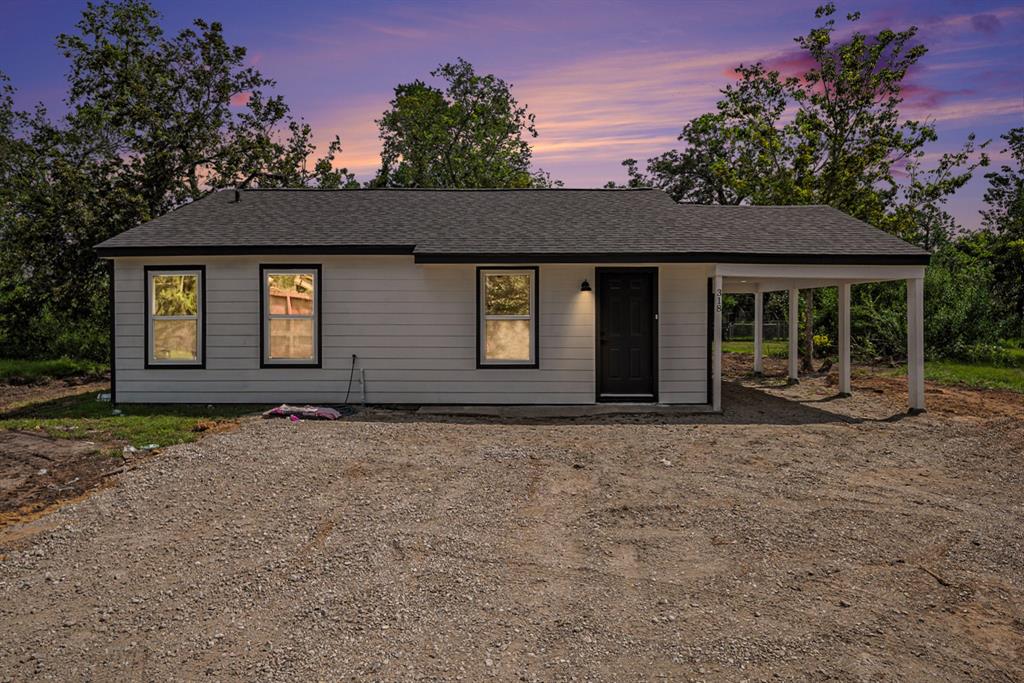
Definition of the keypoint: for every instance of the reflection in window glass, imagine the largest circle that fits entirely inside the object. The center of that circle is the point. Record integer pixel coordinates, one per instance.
(292, 338)
(175, 340)
(507, 340)
(507, 335)
(291, 315)
(174, 316)
(508, 295)
(175, 295)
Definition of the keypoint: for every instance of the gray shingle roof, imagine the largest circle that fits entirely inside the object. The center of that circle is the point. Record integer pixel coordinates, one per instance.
(510, 224)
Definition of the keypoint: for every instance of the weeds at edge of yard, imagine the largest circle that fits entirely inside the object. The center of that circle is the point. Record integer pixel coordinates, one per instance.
(17, 371)
(82, 417)
(970, 375)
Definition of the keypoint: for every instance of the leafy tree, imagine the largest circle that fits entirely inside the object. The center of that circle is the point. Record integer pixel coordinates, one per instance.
(153, 121)
(469, 134)
(165, 105)
(833, 135)
(1005, 221)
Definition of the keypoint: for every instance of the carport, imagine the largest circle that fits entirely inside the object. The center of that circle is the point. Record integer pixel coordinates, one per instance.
(757, 279)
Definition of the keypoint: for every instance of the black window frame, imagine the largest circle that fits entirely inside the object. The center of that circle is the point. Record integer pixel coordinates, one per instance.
(147, 310)
(535, 318)
(317, 315)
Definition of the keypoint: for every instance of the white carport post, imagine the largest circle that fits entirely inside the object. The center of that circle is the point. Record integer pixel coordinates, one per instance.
(759, 328)
(844, 339)
(915, 343)
(716, 401)
(794, 335)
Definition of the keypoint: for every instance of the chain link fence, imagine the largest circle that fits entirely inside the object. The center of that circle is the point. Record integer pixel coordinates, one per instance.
(743, 331)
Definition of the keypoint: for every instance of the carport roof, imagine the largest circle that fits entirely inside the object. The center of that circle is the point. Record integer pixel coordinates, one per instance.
(510, 225)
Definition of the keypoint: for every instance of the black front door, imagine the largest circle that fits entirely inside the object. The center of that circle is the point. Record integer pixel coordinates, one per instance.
(626, 334)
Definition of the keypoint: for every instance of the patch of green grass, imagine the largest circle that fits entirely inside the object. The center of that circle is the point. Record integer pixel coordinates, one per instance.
(972, 375)
(83, 417)
(772, 349)
(16, 371)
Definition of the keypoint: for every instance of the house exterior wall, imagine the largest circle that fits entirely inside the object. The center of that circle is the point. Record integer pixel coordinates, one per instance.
(414, 330)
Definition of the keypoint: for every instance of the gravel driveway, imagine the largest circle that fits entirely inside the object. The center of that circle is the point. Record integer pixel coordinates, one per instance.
(808, 540)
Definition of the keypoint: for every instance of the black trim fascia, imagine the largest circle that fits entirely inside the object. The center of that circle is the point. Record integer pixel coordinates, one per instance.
(655, 330)
(262, 316)
(520, 257)
(536, 314)
(148, 302)
(114, 342)
(676, 257)
(257, 250)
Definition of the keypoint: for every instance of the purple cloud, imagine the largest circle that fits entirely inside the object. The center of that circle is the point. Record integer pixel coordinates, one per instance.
(987, 24)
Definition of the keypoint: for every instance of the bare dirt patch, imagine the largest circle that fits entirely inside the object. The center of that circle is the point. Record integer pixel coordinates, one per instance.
(797, 536)
(15, 395)
(37, 471)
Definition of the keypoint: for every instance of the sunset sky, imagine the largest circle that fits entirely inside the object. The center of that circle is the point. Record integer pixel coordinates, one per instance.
(606, 80)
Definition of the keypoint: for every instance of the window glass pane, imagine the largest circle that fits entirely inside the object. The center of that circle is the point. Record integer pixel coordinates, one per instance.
(507, 340)
(175, 295)
(508, 295)
(291, 293)
(291, 338)
(175, 340)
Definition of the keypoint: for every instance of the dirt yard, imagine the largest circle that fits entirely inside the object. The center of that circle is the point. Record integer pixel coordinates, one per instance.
(797, 537)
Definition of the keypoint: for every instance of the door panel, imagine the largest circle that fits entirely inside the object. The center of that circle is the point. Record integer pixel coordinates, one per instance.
(626, 334)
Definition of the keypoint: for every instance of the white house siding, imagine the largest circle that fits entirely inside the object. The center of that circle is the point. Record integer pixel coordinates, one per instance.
(414, 330)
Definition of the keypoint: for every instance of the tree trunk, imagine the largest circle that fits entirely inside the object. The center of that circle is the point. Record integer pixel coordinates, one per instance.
(807, 361)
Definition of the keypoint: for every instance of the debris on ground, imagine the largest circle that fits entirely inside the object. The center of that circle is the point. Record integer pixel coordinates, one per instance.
(295, 413)
(797, 536)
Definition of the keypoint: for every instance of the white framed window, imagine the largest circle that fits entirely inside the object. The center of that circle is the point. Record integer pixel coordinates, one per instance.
(290, 315)
(175, 316)
(507, 334)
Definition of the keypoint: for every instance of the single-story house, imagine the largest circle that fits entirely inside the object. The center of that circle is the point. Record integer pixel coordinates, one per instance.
(482, 296)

*What you have to do*
Rewrite all of the lines above, replacing "largest circle" with "biggest circle" and changing nothing else. Leave the pictures out.

*Written response*
Definition of the keypoint: for every instance of the reflection in window glass, imagine the biggest circle that fits entirely inside the object. The center of that circle is the point. Record integer pixel coordinates, one per instance.
(292, 338)
(175, 340)
(507, 340)
(507, 335)
(291, 315)
(174, 316)
(508, 295)
(175, 295)
Definition of the keypoint: for every instance of the gray shingle roof, imagine the biggest circle that fits entirely inside the object. The center of that circle is the point. Record integer pixel coordinates, one per instance.
(510, 224)
Definition of the keypoint: for every instance of the weeds at edge of yard, imagine the biggest circle that fits entirely inside the object. The center of that circle is the point. Record integer pixel coordinates, one per instance.
(17, 371)
(82, 417)
(970, 375)
Definition of the keypoint: for every instance of the leafy tree, imagine the biggest circle that fits entirely inside the object. The center of that circle is the point. Record integer pixel coordinates, one per instance.
(153, 121)
(469, 134)
(165, 105)
(833, 135)
(1005, 221)
Definition of the keypoint: for every instance of the carport, imagine the biggest circle that fits entirely inside the object. The center of that circle is the point. Record integer pixel coordinates, one per instance.
(757, 279)
Definition of the keypoint: for every instance of the black window frame, imagine the biggest circle that fits entirely inside the object. The center of that circle is the point. Record integer pixel coordinates, one per instance.
(147, 310)
(535, 318)
(317, 315)
Definition of the keypoint: for every instance of the white carport post, imagine the biggest circle that fits entirely inside the object. The center of that circle is the point. Record integer pixel coordinates, one per instance.
(759, 328)
(844, 339)
(915, 343)
(716, 401)
(794, 335)
Definition of the keypoint: for every instance of the chain link fence, imagine the biggest circle that fits entirely inside the object. The center of that circle is the point. Record integer pixel coordinates, one per instance.
(743, 331)
Definition of the keypoint: for every instance of the carport roof, imagine the biggest circle that fits entirely inside the object. The center of that circle is the point. Record integer pixel coordinates, one per instance.
(510, 225)
Definition of the keypoint: for every instance of the black front door, imagine the biggest circle that fits entirely inside the object. The center of that circle is the point. Record integer pixel coordinates, one per instance.
(626, 334)
Definition of the keypoint: for every instance of the patch of green grass, imagine the biggest circle that fits entirely inside the object. The center of that circle is the point. Record integer pixel coordinates, one per instance.
(972, 375)
(83, 417)
(772, 349)
(16, 371)
Definition of the keypoint: for every instance of the house exterior wall, imagine the biggest circle that fits entirely inside the object. The center of that circle is the point. Record integer pixel coordinates, one per instance.
(414, 330)
Definition of the keypoint: for every instance of the gravel driveway, imagine the biggest circle that fits entirely inside the object. The center of that circle is the point. Record integer pixel coordinates, one per instance.
(808, 540)
Definition of the keypoint: for every instance of the black trim fascia, imagine the biggest circle that fits entirely inside the object. The center of that circle is the point. Record integer pixel coordinates, one per instance.
(655, 330)
(262, 316)
(520, 257)
(536, 314)
(148, 302)
(114, 342)
(676, 257)
(257, 250)
Definition of the keypoint: for every instance of the purple cloud, imagine the biggest circle that fits entirely inside the object. The center of that circle is the point. Record integer pixel coordinates, one per instance.
(987, 24)
Definition of the keypoint: for every instance of the bare dirt patch, imagine the biggest circle that fits entirely inside the object. The center of that circle is the point. Record integer pixel coordinates, one per instance.
(797, 536)
(15, 395)
(37, 471)
Definition of the keypoint: for every instance of the sunset sky, imagine the biggest circle that fits entirely inside the object. The center of that circle is the point. Record integer pixel coordinates, one per instance.
(606, 80)
Definition of the keypoint: for every instance of the window glass pane, imagine the biggest circle that fits entirely inside the object. The center of that circle is the point. Record integer pixel coordinates, one per instance.
(507, 340)
(175, 295)
(508, 295)
(291, 293)
(291, 338)
(175, 340)
Definition of the keypoint: for every instance of the dirt yard, imagine the biggest circle that fits entirely inside the object. The center of that circle is the point. Record integer pixel coordinates, one per instance.
(797, 537)
Definition of the keypoint: for every instance of the door panel, imagine the biggest circle that fits entirely inside the object. The center of that circle is the point. Record integer pixel coordinates, one per instance.
(626, 334)
Definition of the keypoint: for every instance of the white house siding, imagine the biggest circle that fits entirely inside the object. The center of that circle is the point. Record integer pixel coordinates, one per instance.
(414, 330)
Definition of the keypoint: for every instance of the tree trunk, imagine the biggest circle that fits entirely inside the object. The center of that circle is the point. Record integer pixel coordinates, one per instance.
(807, 361)
Definition of the keypoint: for every instance of the debris on ground, imagine the biggest circle that fits entirely inside the object. The center of that circle is the point. Record integer pixel coordinates, one per instance.
(295, 413)
(797, 536)
Definition of the keypoint: for every instance of the white framed window, imagine the biggest circle that fits entirely inside the object. The center of that circle is the point. Record integer pixel coordinates, one per instance.
(290, 315)
(175, 316)
(507, 334)
Definition of the keypoint: for every instance of the single-story house, imagine the biggest circle that fits entirely inside the object. The center of that circle is the point. Record integer pixel coordinates, one per instance.
(482, 296)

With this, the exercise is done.